Given records START

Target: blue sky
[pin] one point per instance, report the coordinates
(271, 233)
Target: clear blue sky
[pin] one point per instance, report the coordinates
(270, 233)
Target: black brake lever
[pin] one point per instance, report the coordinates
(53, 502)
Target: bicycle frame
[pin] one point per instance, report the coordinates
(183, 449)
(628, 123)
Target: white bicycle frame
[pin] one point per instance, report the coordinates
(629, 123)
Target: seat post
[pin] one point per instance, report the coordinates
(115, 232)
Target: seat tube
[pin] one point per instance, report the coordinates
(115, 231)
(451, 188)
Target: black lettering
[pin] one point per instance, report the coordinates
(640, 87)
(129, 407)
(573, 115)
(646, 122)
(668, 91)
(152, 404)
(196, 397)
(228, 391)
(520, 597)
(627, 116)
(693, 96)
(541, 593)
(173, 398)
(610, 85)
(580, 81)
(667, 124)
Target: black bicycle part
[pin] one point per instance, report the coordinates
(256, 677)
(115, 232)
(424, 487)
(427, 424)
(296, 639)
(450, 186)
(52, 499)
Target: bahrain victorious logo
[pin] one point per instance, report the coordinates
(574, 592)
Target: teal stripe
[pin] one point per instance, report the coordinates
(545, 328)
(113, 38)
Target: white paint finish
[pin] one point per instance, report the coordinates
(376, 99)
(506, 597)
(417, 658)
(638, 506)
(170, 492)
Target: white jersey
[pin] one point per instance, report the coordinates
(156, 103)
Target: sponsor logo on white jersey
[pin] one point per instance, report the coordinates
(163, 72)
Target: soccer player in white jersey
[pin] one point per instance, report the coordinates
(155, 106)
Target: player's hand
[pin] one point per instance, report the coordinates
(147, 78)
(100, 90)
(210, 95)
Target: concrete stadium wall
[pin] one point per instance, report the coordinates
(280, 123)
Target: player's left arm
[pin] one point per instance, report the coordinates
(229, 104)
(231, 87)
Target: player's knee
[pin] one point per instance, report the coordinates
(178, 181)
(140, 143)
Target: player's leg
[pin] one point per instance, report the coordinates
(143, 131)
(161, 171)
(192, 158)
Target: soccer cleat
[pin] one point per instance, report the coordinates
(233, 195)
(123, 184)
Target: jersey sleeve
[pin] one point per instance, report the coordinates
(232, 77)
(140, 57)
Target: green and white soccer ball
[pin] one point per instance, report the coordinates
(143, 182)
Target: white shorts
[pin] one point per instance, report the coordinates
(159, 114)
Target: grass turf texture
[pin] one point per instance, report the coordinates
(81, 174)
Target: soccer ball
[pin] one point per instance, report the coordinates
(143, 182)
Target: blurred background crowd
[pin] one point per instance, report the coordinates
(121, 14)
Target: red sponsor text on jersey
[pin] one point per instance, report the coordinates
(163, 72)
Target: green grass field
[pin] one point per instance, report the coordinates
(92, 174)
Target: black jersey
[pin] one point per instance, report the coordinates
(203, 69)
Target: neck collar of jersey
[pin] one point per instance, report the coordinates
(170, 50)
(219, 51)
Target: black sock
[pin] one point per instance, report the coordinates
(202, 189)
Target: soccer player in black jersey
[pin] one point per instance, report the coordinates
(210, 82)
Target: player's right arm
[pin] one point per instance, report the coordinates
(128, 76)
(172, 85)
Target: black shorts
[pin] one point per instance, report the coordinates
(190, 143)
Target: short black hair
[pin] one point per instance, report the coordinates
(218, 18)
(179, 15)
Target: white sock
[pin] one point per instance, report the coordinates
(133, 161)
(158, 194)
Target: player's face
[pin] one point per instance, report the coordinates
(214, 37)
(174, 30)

Given records END

The material should be transcribed exactly, every line included.

> **Task response**
Target: blue sky
[pin] one point per instance, report the coordinates
(271, 233)
Target: clear blue sky
[pin] one point per instance, report the coordinates
(270, 233)
Target: black brake lever
[pin] one point per instance, report the coordinates
(53, 502)
Target: bicycle frame
[pin] one point per instance, report the coordinates
(183, 449)
(628, 123)
Target: white bicycle frame
[pin] one point per instance, report the coordinates
(629, 123)
Target: seat post
[pin] one point per instance, report the coordinates
(115, 232)
Target: seat tube
[pin] one point per instance, report the coordinates
(115, 231)
(451, 188)
Target: black lettering
[pin] one point per instance, report the coordinates
(640, 87)
(129, 407)
(573, 115)
(646, 122)
(668, 91)
(152, 404)
(196, 397)
(228, 391)
(520, 597)
(627, 116)
(693, 96)
(541, 593)
(173, 398)
(610, 85)
(580, 81)
(667, 124)
Target: black bicycle part
[pin] one point per instance, report the coordinates
(256, 677)
(115, 232)
(424, 487)
(427, 424)
(296, 639)
(450, 186)
(52, 499)
Target: bahrain victorious logo
[pin] one point per instance, report the coordinates
(574, 592)
Target: teal stripe
[pin] one point per instance, report the coordinates
(545, 328)
(113, 38)
Target: white paint finish
[pin] one point per instance, report the coordinates
(376, 99)
(506, 597)
(417, 658)
(638, 506)
(170, 492)
Target: white jersey
[pin] one point per instance, report the coordinates
(156, 103)
Target: sponsor logo on white jersey
[pin] one point per instance, report the coordinates
(163, 72)
Target: soccer player in white jersey
[pin] one point per instance, report the coordinates
(155, 106)
Target: player's hand
[pin] one point per instance, report the coordinates
(147, 78)
(100, 90)
(210, 95)
Target: concrete stadium wall
[pin] one point per instance, report the coordinates
(280, 123)
Target: player's left arm
[pin] one point per instance, report the coordinates
(229, 104)
(231, 87)
Target: player's knee
[pin] one point per instance, report the coordinates
(178, 181)
(140, 143)
Target: player's leg
[pin] one point per instance, report the coordinates
(143, 131)
(161, 171)
(192, 158)
Target: soccer cleat
[pin] one point per instance, report the coordinates
(233, 195)
(123, 184)
Target: jersey sleeve
[pin] one point per instance, report the coordinates
(232, 77)
(140, 57)
Target: green and white soccer ball
[pin] one point per instance, report the coordinates
(143, 182)
Target: white shorts
[pin] one point per instance, report the coordinates
(159, 114)
Target: grass turf texture
[pin] one point per instance, report the coordinates
(81, 174)
Target: soccer ball
[pin] one point per instance, report the coordinates
(143, 182)
Target: blurred background crowd
[pin] one point per instance, report the coordinates
(121, 14)
Target: red sponsor text on jersey
[pin] one point per instance, report the coordinates
(163, 72)
Target: green grass field
[pin] one point per instance, report the coordinates
(92, 174)
Target: black jersey
[pin] one point per instance, report the coordinates
(203, 69)
Target: neck collar of jersey
[pin] one point per instance, report the coordinates
(170, 50)
(219, 51)
Target: black sock
[pin] one point per instance, report the coordinates
(202, 189)
Target: soccer player in black jersey
[pin] one point per instance, report the coordinates
(210, 82)
Target: player's right arm
[pin] one point per instance, report the coordinates
(128, 76)
(172, 85)
Target: black shorts
[pin] one point per instance, report the coordinates
(190, 143)
Target: short black hair
[pin] one point per instance, report the coordinates
(218, 18)
(179, 15)
Target: white sock
[pin] one point per instance, report the coordinates
(133, 161)
(158, 194)
Target: player's face
[pin] one point per instance, report the coordinates
(214, 37)
(174, 30)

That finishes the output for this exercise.